■ Trecho fornecido:
● ● ● ● ●

Se os primeiros episódios funcionaram como uma apresentação concisa de todas as tramas e subtramas envolvendo os protagonistas, as iterações consecutivas transformaram-se em uma fusão melodramática do confronto geracional entre fortes personas femininas, lideradas pelo impactante contraste entre Mia Warren (Kerry Washington) e Elena Richardson (Reese Witherspoon) – e essa convulsionada exploração da psique humana é fruto do duro trabalho de Liz Tigelaar em destrinchar o romance homônimo de Celeste Ng e traduzir para as telinhas um enredo pincelado com intrigas, suspense e amadurecimento compulsório. Em outras palavras, os estereótipos clássicos dos dramas noventistas de Mia e Elena deixam de existir para impulsionar passados traumáticos de duas personalidades com criações extremamente diferente que entram no embate de uma supremacia ideológica que caminha para o caos.

De um lado, Mia se posta como uma profissional artística e mãe solteira que cuida da filha, Pearl (Lexi Underwood), caminhando pelas ruas impecáveis da pitoresca Shaker Heights enquanto chama a atenção de todos por sua pose irreverente e audaciosa; de outro, Elena é colacionada pela presença da personagem de Washington, recusando-se a deixar que seu papel como dona de casa e jornalista exemplar seja colocada em xeque – o que acrescenta algumas camadas cômicas quando pensamos na egolatria e no perfeccionismo excessivos com os quais Witherspoon brinca. E é claro que esses fortes gênios são refletidos nas filhas – seja por completo, seja em partes -, perpetuando uma corrida odiosa que oscila desde a síndrome do cavaleiro branco até mentiras cruéis que escondem-se da luz do dia.

● ● ● ● ●

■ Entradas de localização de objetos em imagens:

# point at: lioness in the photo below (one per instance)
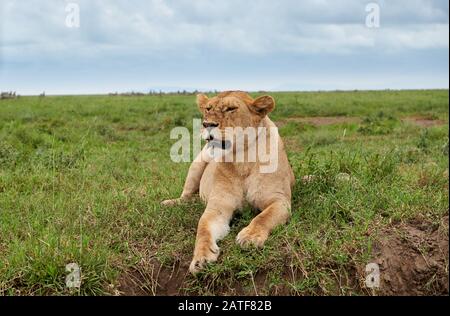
(226, 185)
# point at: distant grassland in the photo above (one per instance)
(81, 179)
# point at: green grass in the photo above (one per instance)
(81, 178)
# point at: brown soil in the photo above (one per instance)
(154, 280)
(423, 121)
(320, 120)
(413, 259)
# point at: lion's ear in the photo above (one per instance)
(202, 100)
(263, 105)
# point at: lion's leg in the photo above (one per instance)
(256, 233)
(213, 226)
(192, 183)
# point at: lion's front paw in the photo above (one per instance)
(203, 255)
(251, 235)
(171, 202)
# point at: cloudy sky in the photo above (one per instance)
(123, 45)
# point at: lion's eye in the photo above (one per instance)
(230, 109)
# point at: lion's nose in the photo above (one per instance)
(207, 124)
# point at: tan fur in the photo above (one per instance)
(226, 186)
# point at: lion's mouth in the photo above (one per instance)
(222, 144)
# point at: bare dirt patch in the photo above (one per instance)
(320, 120)
(423, 121)
(413, 259)
(153, 279)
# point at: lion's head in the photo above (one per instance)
(232, 109)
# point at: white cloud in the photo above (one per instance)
(250, 27)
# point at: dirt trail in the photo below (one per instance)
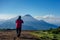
(11, 35)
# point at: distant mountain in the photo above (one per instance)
(30, 23)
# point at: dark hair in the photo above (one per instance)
(19, 18)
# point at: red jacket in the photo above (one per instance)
(19, 23)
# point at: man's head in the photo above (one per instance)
(19, 17)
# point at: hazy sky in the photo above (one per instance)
(32, 7)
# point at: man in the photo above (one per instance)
(19, 22)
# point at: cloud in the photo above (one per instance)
(6, 16)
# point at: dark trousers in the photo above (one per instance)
(18, 30)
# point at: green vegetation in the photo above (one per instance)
(52, 34)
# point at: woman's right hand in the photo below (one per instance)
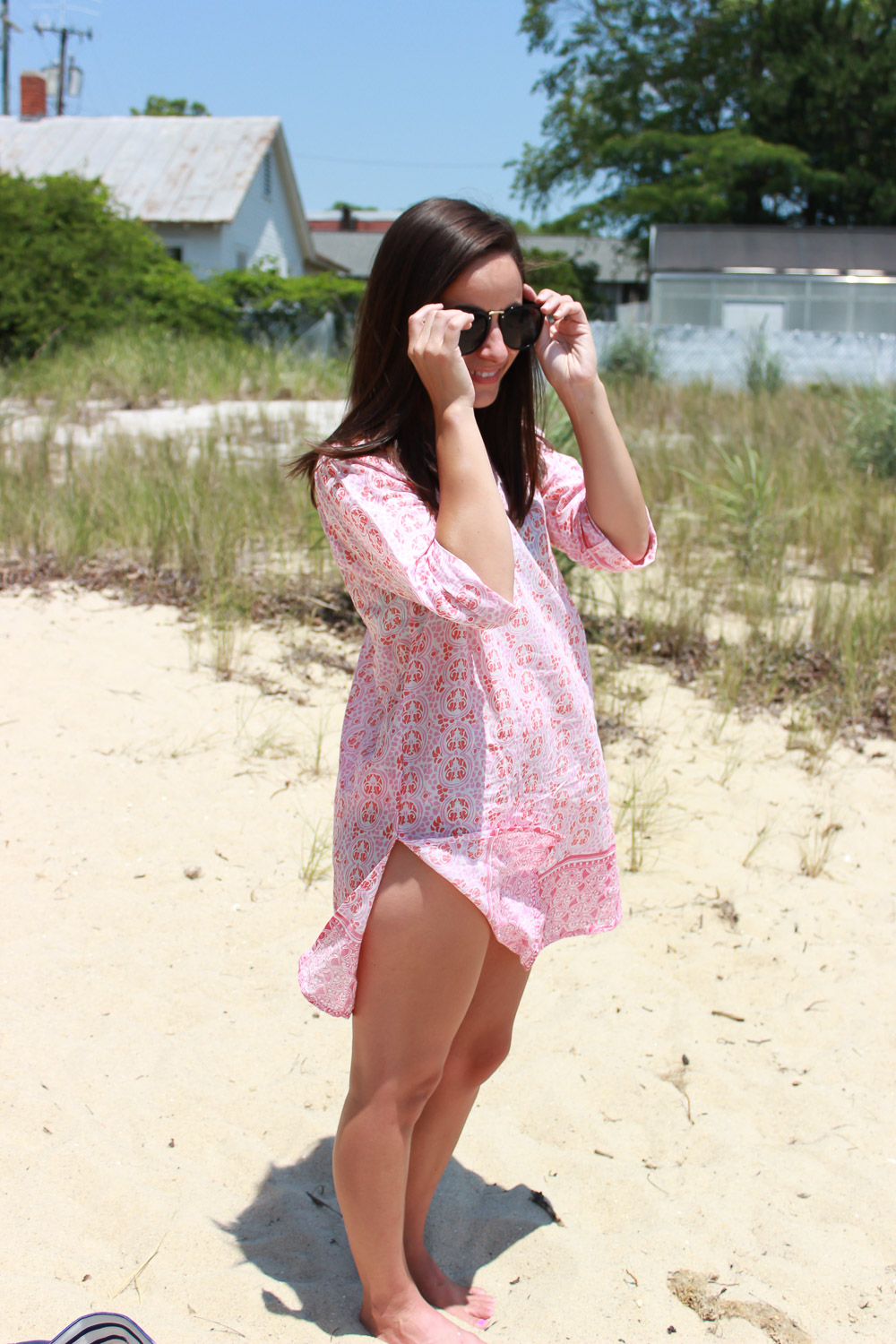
(433, 335)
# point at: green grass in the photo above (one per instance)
(777, 574)
(145, 367)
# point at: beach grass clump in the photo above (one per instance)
(144, 367)
(872, 430)
(775, 581)
(196, 524)
(763, 367)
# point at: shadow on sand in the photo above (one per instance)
(295, 1234)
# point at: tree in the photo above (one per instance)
(72, 266)
(716, 112)
(158, 107)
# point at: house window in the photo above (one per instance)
(745, 314)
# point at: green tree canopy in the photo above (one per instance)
(158, 107)
(716, 110)
(72, 266)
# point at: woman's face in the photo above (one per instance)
(492, 284)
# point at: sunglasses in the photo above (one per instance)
(520, 325)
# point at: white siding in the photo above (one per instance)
(263, 226)
(201, 246)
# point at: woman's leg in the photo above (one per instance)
(418, 970)
(479, 1046)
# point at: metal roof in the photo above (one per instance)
(347, 249)
(772, 247)
(196, 169)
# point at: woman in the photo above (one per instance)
(471, 824)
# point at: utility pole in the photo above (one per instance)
(7, 24)
(65, 32)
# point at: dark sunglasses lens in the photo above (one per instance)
(474, 335)
(521, 324)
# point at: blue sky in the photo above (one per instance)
(382, 102)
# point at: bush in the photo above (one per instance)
(764, 371)
(281, 308)
(632, 354)
(872, 432)
(556, 271)
(70, 266)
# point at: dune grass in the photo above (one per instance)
(777, 581)
(145, 367)
(777, 574)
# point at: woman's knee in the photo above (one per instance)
(471, 1062)
(402, 1090)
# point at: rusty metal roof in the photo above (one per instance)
(159, 168)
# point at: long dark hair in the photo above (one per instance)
(389, 409)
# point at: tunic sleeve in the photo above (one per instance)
(570, 524)
(383, 534)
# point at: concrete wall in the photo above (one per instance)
(788, 303)
(686, 354)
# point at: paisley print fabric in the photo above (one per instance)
(469, 731)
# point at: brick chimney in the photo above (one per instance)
(32, 101)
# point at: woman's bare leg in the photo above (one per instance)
(479, 1046)
(419, 965)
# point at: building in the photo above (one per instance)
(782, 279)
(349, 238)
(220, 191)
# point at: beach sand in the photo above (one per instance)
(708, 1089)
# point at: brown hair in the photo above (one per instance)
(389, 409)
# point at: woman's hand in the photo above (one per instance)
(565, 347)
(433, 335)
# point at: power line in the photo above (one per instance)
(389, 163)
(65, 32)
(7, 24)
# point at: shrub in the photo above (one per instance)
(281, 308)
(70, 266)
(872, 432)
(764, 370)
(73, 268)
(632, 354)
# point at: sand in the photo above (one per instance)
(708, 1089)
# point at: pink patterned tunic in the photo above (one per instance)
(469, 731)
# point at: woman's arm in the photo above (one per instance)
(471, 521)
(568, 359)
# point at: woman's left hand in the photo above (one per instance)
(565, 347)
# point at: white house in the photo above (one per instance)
(220, 191)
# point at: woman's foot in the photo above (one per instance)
(410, 1320)
(471, 1305)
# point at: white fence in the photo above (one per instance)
(720, 355)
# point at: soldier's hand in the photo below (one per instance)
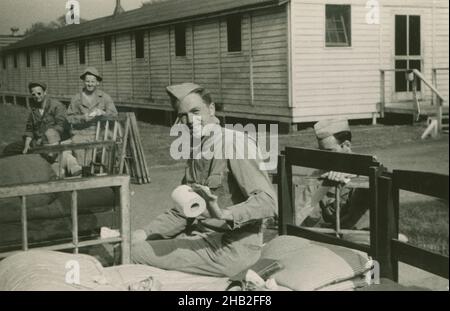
(211, 202)
(138, 236)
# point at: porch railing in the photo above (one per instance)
(414, 76)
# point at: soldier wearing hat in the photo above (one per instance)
(85, 108)
(315, 200)
(46, 121)
(228, 237)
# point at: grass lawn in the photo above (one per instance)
(423, 220)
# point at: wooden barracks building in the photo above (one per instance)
(289, 61)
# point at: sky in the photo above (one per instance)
(23, 13)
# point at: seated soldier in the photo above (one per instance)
(316, 203)
(239, 195)
(84, 111)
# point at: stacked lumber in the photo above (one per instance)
(132, 161)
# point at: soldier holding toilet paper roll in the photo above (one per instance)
(226, 238)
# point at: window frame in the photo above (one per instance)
(139, 45)
(28, 58)
(234, 37)
(107, 48)
(347, 27)
(15, 59)
(60, 50)
(43, 52)
(180, 31)
(82, 55)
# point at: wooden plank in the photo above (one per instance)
(125, 138)
(134, 154)
(66, 246)
(331, 161)
(421, 258)
(125, 223)
(426, 183)
(324, 238)
(285, 210)
(62, 186)
(65, 147)
(384, 227)
(24, 221)
(74, 214)
(141, 151)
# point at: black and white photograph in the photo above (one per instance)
(213, 146)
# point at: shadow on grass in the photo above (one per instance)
(425, 223)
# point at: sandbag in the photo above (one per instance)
(25, 169)
(39, 270)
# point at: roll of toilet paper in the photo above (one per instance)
(190, 202)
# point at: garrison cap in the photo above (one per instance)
(93, 71)
(327, 128)
(180, 91)
(33, 84)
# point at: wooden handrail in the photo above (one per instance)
(427, 83)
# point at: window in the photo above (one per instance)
(61, 55)
(407, 50)
(139, 44)
(338, 25)
(180, 40)
(43, 58)
(107, 45)
(82, 52)
(28, 59)
(234, 33)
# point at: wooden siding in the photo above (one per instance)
(159, 65)
(122, 59)
(345, 80)
(207, 57)
(254, 83)
(140, 70)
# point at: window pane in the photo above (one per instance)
(415, 64)
(234, 33)
(400, 35)
(43, 58)
(400, 77)
(180, 40)
(28, 59)
(139, 44)
(414, 35)
(107, 48)
(338, 25)
(61, 55)
(82, 52)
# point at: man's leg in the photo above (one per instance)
(14, 148)
(217, 254)
(168, 225)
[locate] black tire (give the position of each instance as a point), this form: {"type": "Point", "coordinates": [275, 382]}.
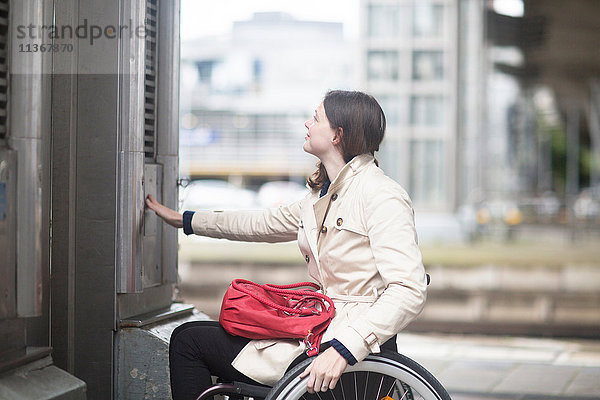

● ● ● ● ●

■ Requisitos das tarefas:
A: Passe para o inglês esta frase da crítica da série: "E é claro que esses fortes gênios são refletidos nas filhas – seja por completo, seja em partes -, perpetuando uma corrida odiosa que oscila desde a síndrome do cavaleiro branco até mentiras cruéis que escondem-se da luz do dia."
B: Prossiga com a crítica da série a partir da última frase apresentada.

■ Respostas esperadas:
A: And of course these strong temperaments are reflected in the daughters – whether entirely or in part –, perpetuating a hateful race that ranges from white knight syndrome to cruel lies that hide from the light of day.

B:
O time de diretores cuida para que nada ocorra como o planejado, promovendo twists nas sequências mais inesperadas para garantir que o público fique vidrado do começo ao fim – o que funciona bem mais do que o imaginado. Em cada um dos episódios, nomes como Lynn Shelton e Michael Weaver rendem-se arduamente a intrincados arcos narrativos que oscilam entre a vítima e o vilão, o bem e o mal, a justiça e a iniquidade; mais do que isso, os personagens recusam-se a serem rotulados em extremos de uma mesma moeda, preferindo se equilibrarem em uma corda bamba prestes a romper. As coisas ganham ainda mais densidade quando Mia resolve ajudar uma colega de trabalho, Bebe Chow (Huang Lu), a recuperar a bebê que foi forçada a abandonar por não ter condições de cuidar dela. O problema é que essa mesma criança foi parar nos braços de Linda (Rosemarie DeWitt), melhor amiga de Elena – dando início a uma batalha judicial visceral.

O teor do roteiro busca inspiração em inúmeras obras-primas do suspense e do drama – deixando “claro” de que lado a história irá favorecer. Mais do que isso, as tramas usam e abusam do conceito de foreshadowing, incrementando alguns diálogos com declarações pesadas e verdadeiras acerca de infraestrutura e condição socioeconômica das minorias (no caso, representadas pela presença de Mia, Pearl e Bebe). Não é surpresa que, no final das contas, Linda consegue a guarda da filha definitivamente, o que não significa muita coisa. Conforme nos aproximamos do final, percebemos que as tentativas de manter o status quo e banir as “forasteiras” não serviram de nada: Bebe sequestra o bebê e foge, enquanto Elena observa impotente seu império perfeito ruir em frangalhos.

A série não pensa duas vezes antes de escancarar a diferença gritante entre fachadas e realidade: Witherspoon busca referências de outros trabalhos recentes na televisão, como a verborragia de Madeleine em Big Little Lies e a obstinação incontrolável de Bradley em The Morning Show, entregando uma atuação irretocável que atravessa a ascensão e a queda de uma socialite privilegiada que não enxerga nada além de seu mundo de oportunidades e escolhas mal feitas; Washington, por sua vez, abandona sua performance em Scandal para fornecer o exato oposto: uma trabalhadora indesculpável que fará de tudo para lutar por justiça e proteger as pessoas que precisam de ajuda. No final das contas, percebemos que Elena vinha provocando “pequenos incêndios por todo lugar”, culminando no desmantelamento de tudo que conhece em um finale espetacular – ainda que seja mais melodramático do que o necessário.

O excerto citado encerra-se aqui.